**Document extract:**
Holy cow, I thoght the 5.7 was a hot rod handgun, You 2 keep teaching. Im listening. I figured you for the type to bore quick of store bought toys. Partner this has my interest. Who sells the 9x25? Is there a vapor trail behind these babys? Mutipurpose simi auto that takes down bear at 50 yrs. HMmmmm, Please pass aong the results of this new toy. Thanks ole Carver


----------



## scubapro (Nov 27, 2010)

Lone Wolf sells 9x25 barrels for the Glocks. Bar Sto sells barrels for the 1911s. DoubleTap offers a variety of loads in factory ammo in 9x25 to feed either.

Edit to add: if you are LE or Military, Lone Wolf will give you a 10% discount on anything they sell. Simply establish an account on their website to get a customer number -- then email [email protected] with a copy of your credentials & customer number and they will set-up your account to always get a 10% discount for any order.

**Supplied material:**
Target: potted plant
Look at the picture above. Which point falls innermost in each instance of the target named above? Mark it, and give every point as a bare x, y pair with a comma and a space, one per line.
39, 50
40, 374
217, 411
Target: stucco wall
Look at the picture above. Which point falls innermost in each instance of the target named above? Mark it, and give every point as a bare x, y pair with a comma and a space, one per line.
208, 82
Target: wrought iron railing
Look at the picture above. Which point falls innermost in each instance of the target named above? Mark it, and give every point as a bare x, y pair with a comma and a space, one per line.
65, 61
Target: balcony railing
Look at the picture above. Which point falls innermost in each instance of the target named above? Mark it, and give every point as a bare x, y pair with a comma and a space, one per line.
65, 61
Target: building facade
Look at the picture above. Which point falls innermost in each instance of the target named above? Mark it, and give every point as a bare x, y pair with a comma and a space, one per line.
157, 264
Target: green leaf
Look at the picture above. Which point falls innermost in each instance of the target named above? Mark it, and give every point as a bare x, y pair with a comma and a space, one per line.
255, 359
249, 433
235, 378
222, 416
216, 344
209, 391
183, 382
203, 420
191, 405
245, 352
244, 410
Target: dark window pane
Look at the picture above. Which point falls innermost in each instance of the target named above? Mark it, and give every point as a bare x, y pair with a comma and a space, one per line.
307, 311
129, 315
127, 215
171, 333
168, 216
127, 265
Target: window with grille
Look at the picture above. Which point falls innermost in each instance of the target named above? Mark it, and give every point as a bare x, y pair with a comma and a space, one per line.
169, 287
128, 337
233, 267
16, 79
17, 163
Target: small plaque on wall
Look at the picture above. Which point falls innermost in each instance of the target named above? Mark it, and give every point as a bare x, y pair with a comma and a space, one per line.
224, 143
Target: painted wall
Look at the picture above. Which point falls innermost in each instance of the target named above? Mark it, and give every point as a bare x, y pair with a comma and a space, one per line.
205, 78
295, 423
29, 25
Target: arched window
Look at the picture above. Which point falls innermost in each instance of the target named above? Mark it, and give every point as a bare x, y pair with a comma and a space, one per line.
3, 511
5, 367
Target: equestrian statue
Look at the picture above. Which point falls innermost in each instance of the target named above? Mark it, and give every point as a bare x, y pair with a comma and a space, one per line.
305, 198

* * *

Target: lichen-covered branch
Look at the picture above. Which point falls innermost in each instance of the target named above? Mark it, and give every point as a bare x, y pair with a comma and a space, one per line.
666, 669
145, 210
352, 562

---

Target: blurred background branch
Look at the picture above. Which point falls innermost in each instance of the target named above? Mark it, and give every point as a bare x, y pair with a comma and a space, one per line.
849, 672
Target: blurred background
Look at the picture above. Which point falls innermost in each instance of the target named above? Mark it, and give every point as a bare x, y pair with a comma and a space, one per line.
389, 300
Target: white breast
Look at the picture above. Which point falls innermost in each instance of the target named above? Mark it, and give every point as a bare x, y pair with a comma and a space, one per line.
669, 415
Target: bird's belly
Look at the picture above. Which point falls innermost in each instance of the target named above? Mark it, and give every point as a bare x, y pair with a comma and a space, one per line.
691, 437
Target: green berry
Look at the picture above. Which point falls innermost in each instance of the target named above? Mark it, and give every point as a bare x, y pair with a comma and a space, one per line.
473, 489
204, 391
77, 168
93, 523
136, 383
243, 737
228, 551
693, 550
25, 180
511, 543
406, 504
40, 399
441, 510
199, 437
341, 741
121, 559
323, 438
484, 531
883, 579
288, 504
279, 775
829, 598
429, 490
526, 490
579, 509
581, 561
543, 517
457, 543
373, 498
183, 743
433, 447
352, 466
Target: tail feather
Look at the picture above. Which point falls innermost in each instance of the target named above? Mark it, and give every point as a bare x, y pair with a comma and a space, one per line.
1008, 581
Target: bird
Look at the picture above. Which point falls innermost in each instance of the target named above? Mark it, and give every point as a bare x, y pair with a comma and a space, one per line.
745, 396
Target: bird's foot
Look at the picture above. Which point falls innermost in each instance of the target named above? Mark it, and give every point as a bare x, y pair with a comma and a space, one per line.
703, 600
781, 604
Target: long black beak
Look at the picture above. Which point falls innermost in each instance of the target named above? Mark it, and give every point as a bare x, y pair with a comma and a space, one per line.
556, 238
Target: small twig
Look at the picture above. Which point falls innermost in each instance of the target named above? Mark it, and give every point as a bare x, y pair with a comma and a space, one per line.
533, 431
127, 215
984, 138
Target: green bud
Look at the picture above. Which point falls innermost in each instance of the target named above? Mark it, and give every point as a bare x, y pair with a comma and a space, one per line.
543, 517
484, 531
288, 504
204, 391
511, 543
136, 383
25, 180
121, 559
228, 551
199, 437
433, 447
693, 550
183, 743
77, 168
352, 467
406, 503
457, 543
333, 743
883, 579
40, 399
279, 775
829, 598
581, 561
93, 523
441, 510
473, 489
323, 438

**Requirements:**
1 > According to the forum thread on 9x25 barrels, what discount does Lone Wolf give law enforcement or military customers?
2 > Carry the forum thread on 9x25 barrels and ammunition forward from its final sentence.

**Solved tasks:**
1 > A 10% discount on anything they sell.

2 >
----------



## scubapro (Nov 27, 2010)

Here's a good comparison pic:










10mm Auto - 9x25 Dillon - 40 S&W - 357 Sig - 9x19


----------



## SAWMAN (May 24, 2010)

*Great Comairason*

Great photo there. It shows why both the 9X25Dillon AND the 357Sig are both such hot loads. Both are highly controllable coming from the right handgun. The right handgun being a Glock.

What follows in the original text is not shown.